Texte de l'exercice
....

Bref, voilà, F a avancé : ravissement. Pas d’angélisme cependant, la satisfaction que cela avance est une chose, le doute qui taraude obligatoirement l’écriture constitue son complément obligatoire. Etonnement, tout de même, de voir combien le texte envisagé au départ a tenu le cap, distance prévue, agencement, trame… Etonnement parce qu’il s’est passé tellement d’évènements inattendus, la vie quoi... Peut-être que cette constance est finalement une manière de résister, de tenir. Je me souviens de l’annonce que j’avais faite en novembre de l’année passée à son sujet, la première fois que j’en parlais, ce dévoilement à qui de droit au bon milieu de la nuit, dans un lieu étonnant où, l’instant d’avant, Harlan Coben déployait son mètre quatre-vingt-dix juste derrière moi. J’ai été fidèle, je pense, à ce que j’envisageais alors (ne pas croire pour autant que ce livre est plan-plan, surprise pour moi de tous les instants). Le texte maintenant a basculé vers la fin, a entamé l’ultime glissade.  Je sais que je le terminerai.
(21/08/2013)

J’ai l’impression d’avoir la tête dans le guidon en ce moment. J’écris, je ne fais même que cela, pas moins de dix pages la semaine dernière, cinquante en un mois, avec le boulot qui a repris et des activités personnelles qui se sont rajoutées et que je ne soupçonnais pas si denses. Par moment, j’ai l’impression d’éteindre le feu, de passer d’une action à l’autre sans autre choix que de faire diminuer le petit tas de choses toutes plus urgentes les unes que les autres et qui se rajoutent. La tête dans le guidon, de la même manière qu'on s'enroule autour du corps un étrange hélicon pour en sortir des sons laborieux de tuba. La tête hors de l'eau donc, la tête dans le guidon, mais pas vraiment celui d’une bicyclette de curé dans une déambulation de campagne, ni celui d’un vélo de course au Galibier, plutôt une succession de petites reines d’un jour, un tricycle succédant à une patinette, suivi d’un VTT, l’important étant de changer de monture sans réfléchir, un jour à Lille, l’autre à Paris, le suivant à Amiens ou Reims et écrire, écrire, écrire dans cette obsession un peu mécanique.

....

Extraits du jeu de données
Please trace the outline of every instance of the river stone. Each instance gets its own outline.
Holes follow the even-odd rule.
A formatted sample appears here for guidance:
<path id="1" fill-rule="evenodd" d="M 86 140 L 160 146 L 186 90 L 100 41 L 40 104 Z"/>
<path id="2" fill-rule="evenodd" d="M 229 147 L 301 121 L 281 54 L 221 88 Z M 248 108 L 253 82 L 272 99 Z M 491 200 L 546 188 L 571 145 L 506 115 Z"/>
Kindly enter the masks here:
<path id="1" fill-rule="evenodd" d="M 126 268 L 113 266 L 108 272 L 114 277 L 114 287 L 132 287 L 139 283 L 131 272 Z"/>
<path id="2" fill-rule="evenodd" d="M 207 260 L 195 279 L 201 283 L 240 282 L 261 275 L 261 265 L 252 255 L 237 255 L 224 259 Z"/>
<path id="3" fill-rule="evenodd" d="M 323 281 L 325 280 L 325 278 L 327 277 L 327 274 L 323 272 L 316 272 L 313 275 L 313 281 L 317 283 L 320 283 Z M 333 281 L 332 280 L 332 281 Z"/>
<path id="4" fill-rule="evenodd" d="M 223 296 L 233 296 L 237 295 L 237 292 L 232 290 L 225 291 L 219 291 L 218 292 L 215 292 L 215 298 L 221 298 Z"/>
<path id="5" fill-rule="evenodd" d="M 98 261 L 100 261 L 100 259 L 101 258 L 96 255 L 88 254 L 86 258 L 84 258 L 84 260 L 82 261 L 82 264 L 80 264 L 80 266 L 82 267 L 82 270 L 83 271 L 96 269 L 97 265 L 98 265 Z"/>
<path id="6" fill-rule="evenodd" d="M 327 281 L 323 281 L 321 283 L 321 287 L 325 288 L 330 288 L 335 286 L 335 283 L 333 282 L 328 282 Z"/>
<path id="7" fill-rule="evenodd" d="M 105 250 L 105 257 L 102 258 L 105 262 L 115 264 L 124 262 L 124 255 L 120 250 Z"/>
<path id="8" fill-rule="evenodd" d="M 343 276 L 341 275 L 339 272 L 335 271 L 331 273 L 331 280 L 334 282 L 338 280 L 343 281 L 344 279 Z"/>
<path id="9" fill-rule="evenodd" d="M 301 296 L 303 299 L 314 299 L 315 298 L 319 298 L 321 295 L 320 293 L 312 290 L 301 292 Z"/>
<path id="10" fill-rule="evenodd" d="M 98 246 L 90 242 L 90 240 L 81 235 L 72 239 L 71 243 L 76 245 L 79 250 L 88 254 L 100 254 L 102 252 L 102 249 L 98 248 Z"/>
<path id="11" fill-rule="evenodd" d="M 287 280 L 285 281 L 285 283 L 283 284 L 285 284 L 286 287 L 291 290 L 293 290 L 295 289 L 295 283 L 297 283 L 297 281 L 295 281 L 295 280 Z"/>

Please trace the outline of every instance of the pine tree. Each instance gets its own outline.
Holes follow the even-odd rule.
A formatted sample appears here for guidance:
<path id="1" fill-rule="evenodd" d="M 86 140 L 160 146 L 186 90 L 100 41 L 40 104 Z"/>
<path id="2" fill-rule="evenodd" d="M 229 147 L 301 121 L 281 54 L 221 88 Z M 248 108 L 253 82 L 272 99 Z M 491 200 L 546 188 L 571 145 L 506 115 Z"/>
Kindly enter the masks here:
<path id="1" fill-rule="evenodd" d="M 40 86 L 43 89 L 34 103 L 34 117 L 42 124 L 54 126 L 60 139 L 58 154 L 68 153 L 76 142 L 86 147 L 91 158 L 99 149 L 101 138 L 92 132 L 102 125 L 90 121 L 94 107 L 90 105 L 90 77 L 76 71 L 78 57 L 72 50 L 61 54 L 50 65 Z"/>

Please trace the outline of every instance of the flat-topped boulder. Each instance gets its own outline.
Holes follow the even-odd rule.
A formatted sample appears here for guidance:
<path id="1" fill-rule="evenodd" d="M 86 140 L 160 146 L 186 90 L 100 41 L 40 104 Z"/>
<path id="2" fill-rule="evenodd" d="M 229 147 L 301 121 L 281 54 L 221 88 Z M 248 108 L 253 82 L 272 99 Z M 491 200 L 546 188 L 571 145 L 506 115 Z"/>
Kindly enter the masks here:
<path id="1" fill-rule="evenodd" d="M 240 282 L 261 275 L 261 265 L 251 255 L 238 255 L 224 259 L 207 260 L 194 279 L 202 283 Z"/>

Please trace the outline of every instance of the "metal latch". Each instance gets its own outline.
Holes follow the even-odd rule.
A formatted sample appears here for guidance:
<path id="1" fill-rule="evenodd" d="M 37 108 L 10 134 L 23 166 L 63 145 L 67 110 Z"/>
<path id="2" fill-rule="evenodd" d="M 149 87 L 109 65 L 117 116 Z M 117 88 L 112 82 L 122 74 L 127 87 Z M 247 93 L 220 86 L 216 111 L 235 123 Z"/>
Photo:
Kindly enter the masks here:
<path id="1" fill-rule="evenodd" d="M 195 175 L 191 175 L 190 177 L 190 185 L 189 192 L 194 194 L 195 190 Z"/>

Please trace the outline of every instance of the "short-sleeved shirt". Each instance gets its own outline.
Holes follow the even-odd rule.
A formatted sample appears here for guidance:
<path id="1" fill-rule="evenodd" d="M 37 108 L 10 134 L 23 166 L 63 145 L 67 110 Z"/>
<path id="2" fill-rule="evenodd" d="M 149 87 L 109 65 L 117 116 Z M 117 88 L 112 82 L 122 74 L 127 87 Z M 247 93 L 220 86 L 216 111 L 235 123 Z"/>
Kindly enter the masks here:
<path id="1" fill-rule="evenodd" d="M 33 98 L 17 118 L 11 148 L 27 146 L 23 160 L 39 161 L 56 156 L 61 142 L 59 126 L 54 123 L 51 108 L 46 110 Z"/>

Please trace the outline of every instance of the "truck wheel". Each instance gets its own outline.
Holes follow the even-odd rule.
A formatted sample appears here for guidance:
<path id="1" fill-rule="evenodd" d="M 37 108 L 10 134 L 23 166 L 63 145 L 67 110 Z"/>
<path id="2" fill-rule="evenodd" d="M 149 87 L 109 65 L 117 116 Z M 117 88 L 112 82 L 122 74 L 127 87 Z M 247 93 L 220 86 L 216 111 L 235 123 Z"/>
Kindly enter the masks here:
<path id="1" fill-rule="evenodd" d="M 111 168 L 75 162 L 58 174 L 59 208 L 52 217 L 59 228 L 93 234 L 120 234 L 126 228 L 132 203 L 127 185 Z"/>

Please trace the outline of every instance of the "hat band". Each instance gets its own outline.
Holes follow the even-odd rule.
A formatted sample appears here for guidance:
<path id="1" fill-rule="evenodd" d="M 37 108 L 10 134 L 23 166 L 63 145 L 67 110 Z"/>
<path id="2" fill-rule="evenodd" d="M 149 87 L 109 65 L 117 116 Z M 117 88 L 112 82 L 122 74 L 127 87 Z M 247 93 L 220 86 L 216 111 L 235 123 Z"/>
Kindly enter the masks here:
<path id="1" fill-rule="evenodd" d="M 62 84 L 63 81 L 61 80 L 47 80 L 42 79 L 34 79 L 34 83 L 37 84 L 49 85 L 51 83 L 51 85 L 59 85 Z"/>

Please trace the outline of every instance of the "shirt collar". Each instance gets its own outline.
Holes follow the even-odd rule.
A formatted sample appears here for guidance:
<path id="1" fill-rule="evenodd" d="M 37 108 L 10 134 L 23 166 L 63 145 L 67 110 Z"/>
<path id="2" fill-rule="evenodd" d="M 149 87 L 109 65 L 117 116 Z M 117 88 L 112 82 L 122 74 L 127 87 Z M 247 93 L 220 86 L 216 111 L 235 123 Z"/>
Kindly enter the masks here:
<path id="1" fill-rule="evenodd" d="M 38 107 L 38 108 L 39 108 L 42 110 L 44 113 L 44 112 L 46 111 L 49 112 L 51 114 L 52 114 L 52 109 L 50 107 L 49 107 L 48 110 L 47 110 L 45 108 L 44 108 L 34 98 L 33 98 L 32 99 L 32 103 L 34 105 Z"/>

....

Activité
Répondez aux questions suivantes à partir du texte sur l'écriture du livre :
1. Qui se trouvait juste derrière la personne qui écrit, l'instant d'avant l'annonce faite en novembre ?
2. Combien de pages ont été écrites en un mois ?
3. Quelles villes sont nommées dans la succession des déplacements ?
Les items n'ont aucun rôle dans ce travail.

Résultat de l'exercice
1. Harlan Coben.
2. Cinquante pages.
3. Lille, Paris, Amiens et Reims.